◆ **EXCERPT PROVIDED**:
↓↓↓

If you’ve taken a course in numerical computing you’ll be familiar with the various sources of numerical error. First you have **representation error** that arises when you have to represent a number with a finite number of digits. A common example: the decimal expansion for 1/3 = 0.3333… has a never-ending string of 3’s and at some point you just have to cut it. The same happens with 1/10 in binary. When you start adding (or subtracting) you may fall victim to **loss of significance**: when the two numbers have drastically different magnitude you lose least significant digits in the smaller one. You can also have **cancellation**: when two numbers have almost equal magnitude but opposite signs, you lose the most significant digits and produce a large relative error. You may also suffer from **overflow** and **underflow** when magnitude of intermediate or final results gets out of the representable range.

There’s also a surprising source of error that comes from performing intermediate calculations with *higher precision* than you asked for. This happens when programming in C or C++ on the Intel architecture, where the x87 floating point unit works with 80-bit floating point numbers instead of the 64-bit double precision values we’re used to.

↑↑↑

◆ **GIVEN INSTRUCTION A**:
List every source of numerical error that the passage on numerical error describes.
◆ **GIVEN INSTRUCTION B**:
In the passage on numerical error, what size of floating point numbers does the x87 floating point unit work with?
◆ **GIVEN INSTRUCTION C**:
Continue the passage on numerical error from its final sentence.

◆ **ENTRIES SUPPLIED**:
↓↓↓

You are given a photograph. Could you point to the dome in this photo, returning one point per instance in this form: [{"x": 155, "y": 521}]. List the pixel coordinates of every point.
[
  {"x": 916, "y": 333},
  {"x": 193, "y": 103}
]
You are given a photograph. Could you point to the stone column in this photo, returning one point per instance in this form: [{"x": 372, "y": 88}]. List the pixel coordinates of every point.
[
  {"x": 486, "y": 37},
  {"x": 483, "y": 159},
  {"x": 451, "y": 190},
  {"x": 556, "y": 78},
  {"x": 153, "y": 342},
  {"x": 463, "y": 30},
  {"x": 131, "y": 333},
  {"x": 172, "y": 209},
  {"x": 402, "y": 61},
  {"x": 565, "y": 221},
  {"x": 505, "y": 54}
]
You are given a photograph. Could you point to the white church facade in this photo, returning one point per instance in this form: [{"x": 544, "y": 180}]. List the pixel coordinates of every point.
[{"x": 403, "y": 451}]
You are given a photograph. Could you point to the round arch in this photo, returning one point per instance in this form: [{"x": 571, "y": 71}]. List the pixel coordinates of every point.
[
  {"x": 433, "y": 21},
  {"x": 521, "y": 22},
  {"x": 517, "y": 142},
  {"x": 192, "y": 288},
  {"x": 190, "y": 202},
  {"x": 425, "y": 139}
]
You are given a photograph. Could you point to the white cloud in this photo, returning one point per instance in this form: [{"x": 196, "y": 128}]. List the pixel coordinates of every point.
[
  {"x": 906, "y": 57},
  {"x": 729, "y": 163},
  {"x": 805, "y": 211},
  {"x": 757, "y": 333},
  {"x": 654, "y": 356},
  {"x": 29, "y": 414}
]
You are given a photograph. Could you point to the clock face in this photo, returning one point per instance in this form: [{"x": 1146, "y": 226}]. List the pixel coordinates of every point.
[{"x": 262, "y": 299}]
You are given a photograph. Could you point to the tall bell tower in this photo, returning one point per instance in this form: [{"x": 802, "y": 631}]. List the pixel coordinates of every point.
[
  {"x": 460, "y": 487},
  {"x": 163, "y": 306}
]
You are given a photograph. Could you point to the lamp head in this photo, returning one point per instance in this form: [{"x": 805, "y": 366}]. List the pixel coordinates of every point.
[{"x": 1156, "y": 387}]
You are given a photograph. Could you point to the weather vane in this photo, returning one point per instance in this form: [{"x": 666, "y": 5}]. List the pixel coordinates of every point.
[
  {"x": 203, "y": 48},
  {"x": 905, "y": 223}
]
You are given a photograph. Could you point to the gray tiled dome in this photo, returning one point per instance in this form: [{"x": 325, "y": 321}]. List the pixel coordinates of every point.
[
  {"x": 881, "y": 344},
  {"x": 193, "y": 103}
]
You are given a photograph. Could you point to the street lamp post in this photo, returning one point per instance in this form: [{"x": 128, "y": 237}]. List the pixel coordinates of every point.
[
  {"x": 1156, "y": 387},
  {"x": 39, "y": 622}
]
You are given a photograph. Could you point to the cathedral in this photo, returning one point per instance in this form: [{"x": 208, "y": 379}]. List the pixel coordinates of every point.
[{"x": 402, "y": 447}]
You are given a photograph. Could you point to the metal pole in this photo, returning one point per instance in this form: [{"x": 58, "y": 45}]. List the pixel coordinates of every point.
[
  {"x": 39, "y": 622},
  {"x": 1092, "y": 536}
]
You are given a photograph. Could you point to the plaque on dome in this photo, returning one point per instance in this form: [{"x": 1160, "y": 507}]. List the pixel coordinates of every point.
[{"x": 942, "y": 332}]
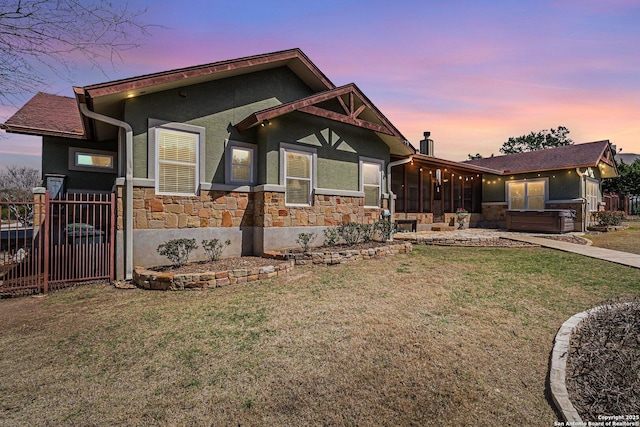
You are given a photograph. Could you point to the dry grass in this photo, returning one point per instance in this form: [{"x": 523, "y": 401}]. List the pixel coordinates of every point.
[
  {"x": 441, "y": 336},
  {"x": 625, "y": 240}
]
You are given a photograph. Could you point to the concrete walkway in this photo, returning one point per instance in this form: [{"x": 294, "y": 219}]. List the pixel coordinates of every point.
[
  {"x": 624, "y": 258},
  {"x": 480, "y": 234}
]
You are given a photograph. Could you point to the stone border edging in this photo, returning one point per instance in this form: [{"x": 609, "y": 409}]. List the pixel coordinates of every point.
[
  {"x": 167, "y": 281},
  {"x": 328, "y": 257},
  {"x": 557, "y": 372}
]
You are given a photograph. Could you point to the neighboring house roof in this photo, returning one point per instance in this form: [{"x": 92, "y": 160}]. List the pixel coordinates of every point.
[
  {"x": 592, "y": 154},
  {"x": 358, "y": 111},
  {"x": 628, "y": 158},
  {"x": 47, "y": 114}
]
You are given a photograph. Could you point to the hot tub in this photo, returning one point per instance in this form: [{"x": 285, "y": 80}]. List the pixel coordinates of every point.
[{"x": 547, "y": 221}]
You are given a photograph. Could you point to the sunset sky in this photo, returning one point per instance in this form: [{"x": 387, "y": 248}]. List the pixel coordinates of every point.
[{"x": 473, "y": 73}]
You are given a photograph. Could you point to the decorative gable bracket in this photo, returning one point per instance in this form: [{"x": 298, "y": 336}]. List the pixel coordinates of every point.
[{"x": 351, "y": 99}]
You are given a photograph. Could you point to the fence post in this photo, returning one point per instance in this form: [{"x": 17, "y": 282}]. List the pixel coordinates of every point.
[{"x": 41, "y": 232}]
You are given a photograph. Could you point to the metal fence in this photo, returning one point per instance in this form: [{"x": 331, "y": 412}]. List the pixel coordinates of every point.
[{"x": 51, "y": 244}]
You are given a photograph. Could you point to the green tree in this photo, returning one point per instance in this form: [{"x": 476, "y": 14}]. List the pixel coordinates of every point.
[
  {"x": 546, "y": 138},
  {"x": 628, "y": 182},
  {"x": 16, "y": 186}
]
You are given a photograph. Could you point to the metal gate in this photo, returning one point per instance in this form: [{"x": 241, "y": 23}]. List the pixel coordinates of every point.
[{"x": 51, "y": 244}]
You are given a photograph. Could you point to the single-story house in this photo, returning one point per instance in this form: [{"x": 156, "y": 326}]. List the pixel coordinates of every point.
[
  {"x": 255, "y": 150},
  {"x": 562, "y": 178},
  {"x": 259, "y": 149}
]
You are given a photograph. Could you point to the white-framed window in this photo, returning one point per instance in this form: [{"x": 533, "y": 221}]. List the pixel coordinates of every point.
[
  {"x": 240, "y": 162},
  {"x": 527, "y": 195},
  {"x": 297, "y": 173},
  {"x": 371, "y": 182},
  {"x": 592, "y": 189},
  {"x": 175, "y": 155},
  {"x": 178, "y": 161},
  {"x": 90, "y": 160}
]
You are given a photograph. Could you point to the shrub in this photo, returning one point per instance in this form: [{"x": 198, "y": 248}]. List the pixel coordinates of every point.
[
  {"x": 331, "y": 236},
  {"x": 367, "y": 232},
  {"x": 213, "y": 248},
  {"x": 609, "y": 218},
  {"x": 177, "y": 250},
  {"x": 351, "y": 232},
  {"x": 384, "y": 228},
  {"x": 305, "y": 240}
]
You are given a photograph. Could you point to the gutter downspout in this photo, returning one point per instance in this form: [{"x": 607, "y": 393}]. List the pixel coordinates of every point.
[
  {"x": 128, "y": 220},
  {"x": 392, "y": 196},
  {"x": 583, "y": 186}
]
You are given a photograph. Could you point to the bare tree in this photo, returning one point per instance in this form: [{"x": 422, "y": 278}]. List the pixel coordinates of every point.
[
  {"x": 38, "y": 37},
  {"x": 16, "y": 186}
]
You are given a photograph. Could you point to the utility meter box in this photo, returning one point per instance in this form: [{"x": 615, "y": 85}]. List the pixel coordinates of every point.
[{"x": 56, "y": 184}]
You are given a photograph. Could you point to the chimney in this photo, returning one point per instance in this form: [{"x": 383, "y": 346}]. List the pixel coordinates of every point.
[{"x": 426, "y": 145}]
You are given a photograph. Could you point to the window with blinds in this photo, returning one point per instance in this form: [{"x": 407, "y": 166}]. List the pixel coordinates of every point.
[
  {"x": 371, "y": 184},
  {"x": 298, "y": 178},
  {"x": 177, "y": 162},
  {"x": 592, "y": 189}
]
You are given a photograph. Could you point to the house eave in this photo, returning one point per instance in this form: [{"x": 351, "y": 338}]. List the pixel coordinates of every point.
[{"x": 30, "y": 130}]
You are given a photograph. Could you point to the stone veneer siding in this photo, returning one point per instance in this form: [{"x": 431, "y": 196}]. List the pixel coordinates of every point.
[
  {"x": 272, "y": 211},
  {"x": 210, "y": 209},
  {"x": 578, "y": 207},
  {"x": 234, "y": 209}
]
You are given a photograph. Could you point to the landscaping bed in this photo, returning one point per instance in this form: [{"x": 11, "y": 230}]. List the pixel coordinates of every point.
[
  {"x": 333, "y": 255},
  {"x": 205, "y": 275},
  {"x": 603, "y": 366}
]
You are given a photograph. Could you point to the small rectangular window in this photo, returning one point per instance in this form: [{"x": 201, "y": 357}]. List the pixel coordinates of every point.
[
  {"x": 241, "y": 164},
  {"x": 298, "y": 177},
  {"x": 90, "y": 160},
  {"x": 94, "y": 160}
]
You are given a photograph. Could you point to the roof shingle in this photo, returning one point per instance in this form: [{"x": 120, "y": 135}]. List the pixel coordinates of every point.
[
  {"x": 47, "y": 114},
  {"x": 565, "y": 157}
]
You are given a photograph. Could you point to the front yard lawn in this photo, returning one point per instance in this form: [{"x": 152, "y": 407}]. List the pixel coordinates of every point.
[
  {"x": 627, "y": 240},
  {"x": 440, "y": 336}
]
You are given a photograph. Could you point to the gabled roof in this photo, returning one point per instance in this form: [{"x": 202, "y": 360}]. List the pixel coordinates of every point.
[
  {"x": 47, "y": 114},
  {"x": 592, "y": 154},
  {"x": 295, "y": 59},
  {"x": 55, "y": 115},
  {"x": 358, "y": 111}
]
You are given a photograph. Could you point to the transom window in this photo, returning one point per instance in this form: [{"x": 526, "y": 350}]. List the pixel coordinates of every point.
[
  {"x": 371, "y": 181},
  {"x": 90, "y": 160},
  {"x": 241, "y": 160},
  {"x": 526, "y": 195},
  {"x": 177, "y": 156},
  {"x": 298, "y": 173}
]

↑↑↑

◆ **FINAL ANSWER A**:
- Representation error
- Loss of significance
- Cancellation
- Overflow
- Underflow
- Performing intermediate calculations with higher precision than requested

◆ **FINAL ANSWER B**:
80-bit floating point numbers.

◆ **FINAL ANSWER C**:
You are probably asking, *how can higher precision make things worse?* Let me explain, by calculating 30% of 36500 in C:

double percentage = 0.3; int val = 36500 * percentage; // val should be 10950, but the computer says 10949!

The problem is that `percentage`

is slightly less than 3/10 to begin with because of representation error. When it is converted into an 80-bit precision value for use with the x87 floating point unit the result is far from what the machine would calculate as 3/10. The result of the multiplication will be just slightly less than 10950, and the program returns **10949** as the value for `val`

. And this of course leads to fun Stackoverflow questions.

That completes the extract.